- _What you will do_
Print the passage on Zimbabwe's economic crisis below word for word, from "This has led" up to and including "to some reports.".

Outside a Pick n Pay on Jason Moyo Avenue in Harare, a frustrated crowd has gathered. The supermarket’s security has shut the steel doors to the shop, but people continue trying to force their way through. It is only when the police are called that order is restored.
The reason for the commotion is that a rare commodity, which has been almost impossible to find for weeks, is finally on sale: cooking oil.
Elsewhere in the capital and across Zimbabwe, similar scenes have been unfolding recently. The country is in the midst of an economic crisis. Banks lack foreign currency to lend to businesses, leading many to simply close down.
This has led to a situation in which several essential goods have become scarce and inflation has soared. The Zimbabwean bond note, which is officially on par with the US dollar, has been trading at 5-to-1 or even 10-to-1 according to some reports.
Everyone in Zimbabwe is feeling the effects.

- _Recorded data_

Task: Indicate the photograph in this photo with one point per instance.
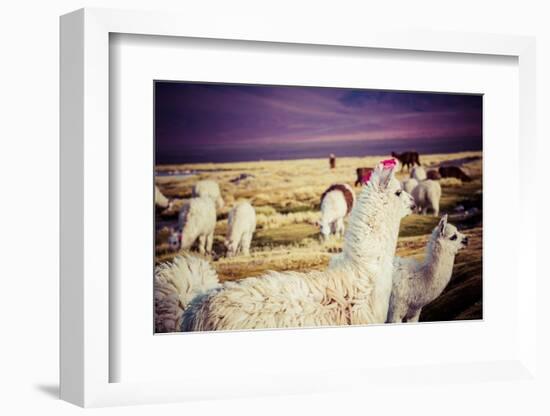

- _Result_
This has led to a situation in which several essential goods have become scarce and inflation has soared. The Zimbabwean bond note, which is officially on par with the US dollar, has been trading at 5-to-1 or even 10-to-1 according to some reports.